▶ **Challenge**: Translate this sentence from the forum post on eschatology reading into Spanish: "Scroll down to 'Messiah's Covenant with Israel' for quite a few reviews by a-mils of Romans 11 and the topic of 'All Israel Saved'."

See also Anthony A. Hoekema, _The Bible and the Future_, pp. 141-146 (an Amillennialist interpreting the text). Riddlebarger I think amply corrects his nuances (though not as if there isn’t room for these differences).
Here’s another resource: http://www.mountainretreatorg.net/eschatology/paulisra.html See his larger “amil” list of articles: http://www.mountainretreatorg.net/eschatology.html (some which I have suggested). Scroll down to “Messiah’s Covenant with Israel” for quite a few reviews by a-mils of Romans 11 and the topic of “All Israel Saved”.
Also helpful to reference are (per my PRCA friend about to become one of their seminary profs) Herman Hoeksema, “Gods Eternal Good Pleasure” book. And Herman Bavink, 4th Volume on eschatology, which can be had cheaper in an excerpt in his book, “Last Things”.

▶ **Given information**:
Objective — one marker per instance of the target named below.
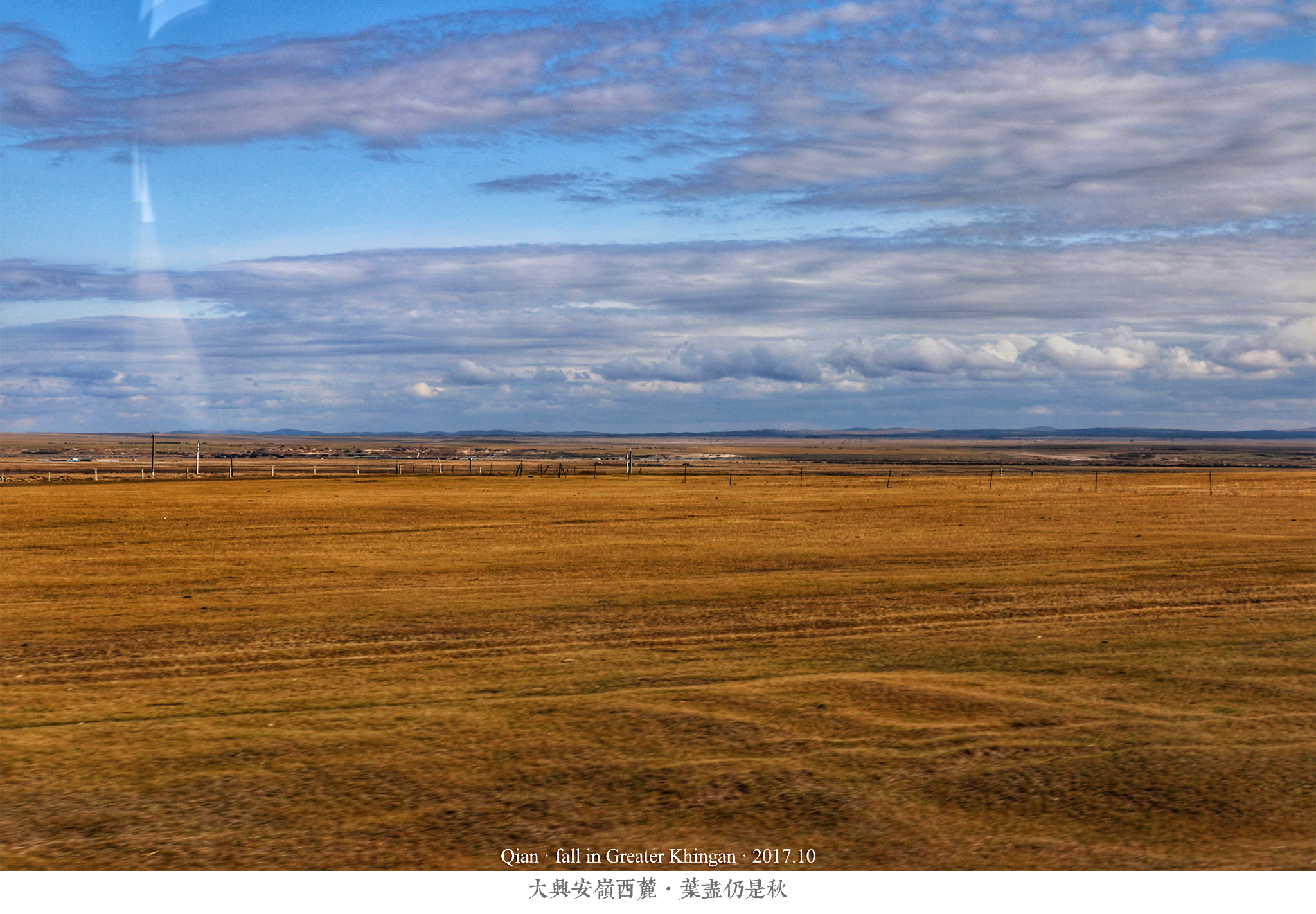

▶ **Problem solution**: Desplázate hacia abajo hasta “Messiah’s Covenant with Israel” para encontrar bastantes reseñas de amilenialistas sobre Romanos 11 y el tema de “All Israel Saved”.